Every line of the material below should be repeated exactly.

_Given records_:
## BEGIN

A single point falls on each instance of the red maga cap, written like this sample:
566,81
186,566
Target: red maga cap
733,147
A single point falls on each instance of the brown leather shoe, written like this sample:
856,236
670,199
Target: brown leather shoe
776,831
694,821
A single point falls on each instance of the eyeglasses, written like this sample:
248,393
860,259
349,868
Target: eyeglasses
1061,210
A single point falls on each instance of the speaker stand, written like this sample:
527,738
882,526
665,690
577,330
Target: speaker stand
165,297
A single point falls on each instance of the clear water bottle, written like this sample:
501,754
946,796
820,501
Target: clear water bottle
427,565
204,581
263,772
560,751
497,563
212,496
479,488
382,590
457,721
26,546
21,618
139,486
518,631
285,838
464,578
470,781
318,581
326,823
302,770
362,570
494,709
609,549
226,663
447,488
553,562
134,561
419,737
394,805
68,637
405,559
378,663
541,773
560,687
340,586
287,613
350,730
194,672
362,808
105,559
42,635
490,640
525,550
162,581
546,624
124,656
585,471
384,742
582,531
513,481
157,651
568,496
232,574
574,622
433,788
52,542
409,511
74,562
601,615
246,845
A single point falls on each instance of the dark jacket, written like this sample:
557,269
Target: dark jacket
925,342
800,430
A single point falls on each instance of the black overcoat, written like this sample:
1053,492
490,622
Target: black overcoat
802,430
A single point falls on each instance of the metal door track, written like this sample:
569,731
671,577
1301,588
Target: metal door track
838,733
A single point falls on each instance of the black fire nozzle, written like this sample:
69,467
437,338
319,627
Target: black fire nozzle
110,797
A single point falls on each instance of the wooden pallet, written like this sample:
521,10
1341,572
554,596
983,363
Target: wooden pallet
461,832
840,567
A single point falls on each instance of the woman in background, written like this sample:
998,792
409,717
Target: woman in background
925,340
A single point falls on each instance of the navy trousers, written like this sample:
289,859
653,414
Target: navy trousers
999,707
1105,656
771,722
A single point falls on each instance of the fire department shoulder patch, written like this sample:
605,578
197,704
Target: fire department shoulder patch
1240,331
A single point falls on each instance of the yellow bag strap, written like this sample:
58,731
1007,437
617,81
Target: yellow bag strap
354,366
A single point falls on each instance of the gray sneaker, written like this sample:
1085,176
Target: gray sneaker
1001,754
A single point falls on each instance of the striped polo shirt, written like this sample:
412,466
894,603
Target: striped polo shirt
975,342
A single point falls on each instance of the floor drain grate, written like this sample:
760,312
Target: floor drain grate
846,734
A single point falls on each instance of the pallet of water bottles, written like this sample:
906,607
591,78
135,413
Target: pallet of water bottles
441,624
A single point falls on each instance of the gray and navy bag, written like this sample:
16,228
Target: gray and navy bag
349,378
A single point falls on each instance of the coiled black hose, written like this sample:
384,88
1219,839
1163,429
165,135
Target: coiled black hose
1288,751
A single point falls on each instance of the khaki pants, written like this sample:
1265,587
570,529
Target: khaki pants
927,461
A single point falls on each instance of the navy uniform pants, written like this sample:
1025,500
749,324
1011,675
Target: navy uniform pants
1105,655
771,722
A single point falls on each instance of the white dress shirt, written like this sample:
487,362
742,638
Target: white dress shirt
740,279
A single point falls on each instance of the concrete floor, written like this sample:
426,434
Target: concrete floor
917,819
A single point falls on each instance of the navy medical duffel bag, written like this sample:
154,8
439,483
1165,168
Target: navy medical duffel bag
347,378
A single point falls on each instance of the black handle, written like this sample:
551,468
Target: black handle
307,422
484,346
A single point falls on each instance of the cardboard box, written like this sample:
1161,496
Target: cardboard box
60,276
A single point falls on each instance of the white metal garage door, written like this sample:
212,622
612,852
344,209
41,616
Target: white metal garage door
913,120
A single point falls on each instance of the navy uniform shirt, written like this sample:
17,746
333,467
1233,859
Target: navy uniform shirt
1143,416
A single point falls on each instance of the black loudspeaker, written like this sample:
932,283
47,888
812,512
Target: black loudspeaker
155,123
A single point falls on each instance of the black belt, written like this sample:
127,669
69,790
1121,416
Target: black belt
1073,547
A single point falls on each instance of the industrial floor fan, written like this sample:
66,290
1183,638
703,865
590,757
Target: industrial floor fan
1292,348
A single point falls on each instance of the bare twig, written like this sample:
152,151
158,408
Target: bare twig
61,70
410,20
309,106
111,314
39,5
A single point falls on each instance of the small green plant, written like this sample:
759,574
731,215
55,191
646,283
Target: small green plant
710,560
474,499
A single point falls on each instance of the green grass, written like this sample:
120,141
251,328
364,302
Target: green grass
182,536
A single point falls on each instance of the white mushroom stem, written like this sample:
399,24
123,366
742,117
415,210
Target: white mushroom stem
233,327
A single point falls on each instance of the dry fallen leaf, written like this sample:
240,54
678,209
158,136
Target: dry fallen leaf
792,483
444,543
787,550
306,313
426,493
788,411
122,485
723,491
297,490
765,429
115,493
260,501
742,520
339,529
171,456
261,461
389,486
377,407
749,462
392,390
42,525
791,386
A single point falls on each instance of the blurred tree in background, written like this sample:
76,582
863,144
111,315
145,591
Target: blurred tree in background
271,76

## END

_Complete output_:
A single point falls on each instance of the red maga cap, written like this sample:
566,81
186,566
Target: red maga cap
733,147
A single point falls on each instance of the brown leather shoe, written like this sample:
856,236
670,199
Target: brown leather shoe
776,831
694,821
A single point falls on each instance of the eyeglasses, written like this sample:
248,393
860,259
349,868
Target: eyeglasses
1061,210
A single point falls on each instance of the speaker stand, written like this sample:
527,738
882,526
665,690
577,330
Target: speaker stand
165,297
A single point falls on each instance of the clear water bottle, written like this sample:
501,754
946,796
820,501
Target: clear water bottle
427,565
204,581
263,772
560,751
497,563
212,496
479,488
382,590
457,721
26,546
21,618
139,486
518,631
285,838
464,578
470,781
318,581
326,823
302,770
362,570
494,709
609,549
226,663
447,488
553,562
134,561
419,737
394,805
68,637
405,559
378,663
541,773
560,687
340,586
287,613
350,730
194,672
362,808
105,559
42,635
490,640
525,550
162,581
546,624
124,656
585,471
384,742
582,531
513,481
157,651
568,496
232,574
574,622
433,788
52,542
409,511
74,562
601,615
246,845
A single point falls on each instance of the dark jacket, written like this sample:
557,269
Target: dark jacket
925,342
800,430
A single point falls on each instance of the black overcoat, written like this sample:
1053,492
490,622
Target: black overcoat
802,430
A single point falls on each instance of the metal door track, written like this sample:
569,731
671,577
1301,588
Target: metal door track
838,733
A single point falls on each instance of the black fire nozzle, written like this sample:
69,467
437,338
319,627
Target: black fire nozzle
110,797
A single point falls on each instance of the wooden pallet, written like this sample:
521,10
1341,572
554,596
983,363
Target: wooden pallet
461,832
840,567
A single point falls on each instance of the woman in background, written like this sample:
998,792
409,717
Target: woman in background
925,340
A single point falls on each instance of the navy trousers, written like this sample:
289,859
653,414
Target: navy trousers
999,707
1105,656
771,722
A single point falls on each instance of the fire department shoulder patch, written like this sample:
605,578
197,704
Target: fire department shoulder patch
1240,331
A single point falls on each instance of the yellow bag strap, written like this sample:
58,731
1007,437
617,81
Target: yellow bag strap
354,366
A single point falls on each instance of the gray sneaker, written like this sample:
1085,176
Target: gray sneaker
1001,754
A single point falls on each instance of the striped polo shirt, written like this sample:
412,466
894,603
Target: striped polo shirt
975,342
A single point falls on each instance of the floor drain grate, written like this sample:
760,312
Target: floor drain grate
846,734
A single point falls on each instance of the pallet of water bottles, written like this sample:
906,607
591,78
135,413
Target: pallet of water bottles
441,624
A single point falls on each instance of the gray and navy bag, written like this sample:
16,228
Target: gray and navy bag
349,378
A single point falls on each instance of the coiled black hose, written like this sample:
384,88
1219,839
1163,429
165,135
Target: coiled black hose
1288,751
A single point falls on each instance of the khaki pants, written like this sample:
1265,587
570,529
Target: khaki pants
927,461
A single point falls on each instance of the navy uniform pants, written like this sample:
1025,500
749,324
1011,675
Target: navy uniform pants
1105,655
771,722
A single point falls on each instance of the white dress shirt, written like this sample:
487,362
742,638
Target: white dress shirt
740,279
A single point falls on each instance of the concrete floor, written like this sample:
426,434
Target: concrete floor
917,819
A single point falls on each instance of the navy medical duffel bag, written like this sample:
154,8
439,483
1165,168
Target: navy medical duffel bag
347,378
A single point falls on each instance of the black handle, written like this sample:
551,468
Target: black handle
307,422
484,346
A single point falls on each instance of the cardboard box, written like this sample:
1161,496
Target: cardboard box
60,276
A single point falls on each instance of the white metal garage door, written like this sample:
212,622
612,852
344,209
41,616
Target: white metal garage door
913,120
A single point falls on each instance of the navy uniform shirt, written like this sample:
17,746
333,467
1233,859
Target: navy uniform shirt
1143,416
A single point falls on each instance of the black loudspeaker, written like this sample:
932,283
47,888
812,512
Target: black loudspeaker
155,123
A single point falls on each instance of the black belt, written like this sample:
127,669
69,790
1121,416
Target: black belt
1073,547
A single point falls on each instance of the industrial floor fan, written like this sample:
66,290
1183,638
703,865
590,757
Target: industrial floor fan
1292,348
A single point falls on each instance of the bare twig, written like this sample:
152,151
158,408
Target: bare twig
61,70
410,20
309,106
111,314
39,5
A single point falls on each instance of the small green plant, written like this sample:
759,574
731,215
55,191
646,283
Target: small green plant
710,560
474,499
A single point falls on each instance of the green grass, written like this sample:
120,141
251,328
364,302
Target: green grass
182,536
A single point falls on each instance of the white mushroom stem, written like this sample:
399,24
123,366
742,117
415,210
Target: white mushroom stem
233,327
A single point falls on each instance of the dry fallen leaf, written like this sample:
240,54
678,209
158,136
Target: dry fallen leaf
792,483
444,543
787,550
306,313
426,493
788,411
122,485
723,491
297,490
765,429
115,493
260,501
742,520
339,529
171,456
261,461
389,486
377,407
749,462
392,390
42,525
791,386
A single point falls on each instance of the blurred tree in background, written like this sample:
76,582
863,144
111,315
145,591
Target: blurred tree in background
271,76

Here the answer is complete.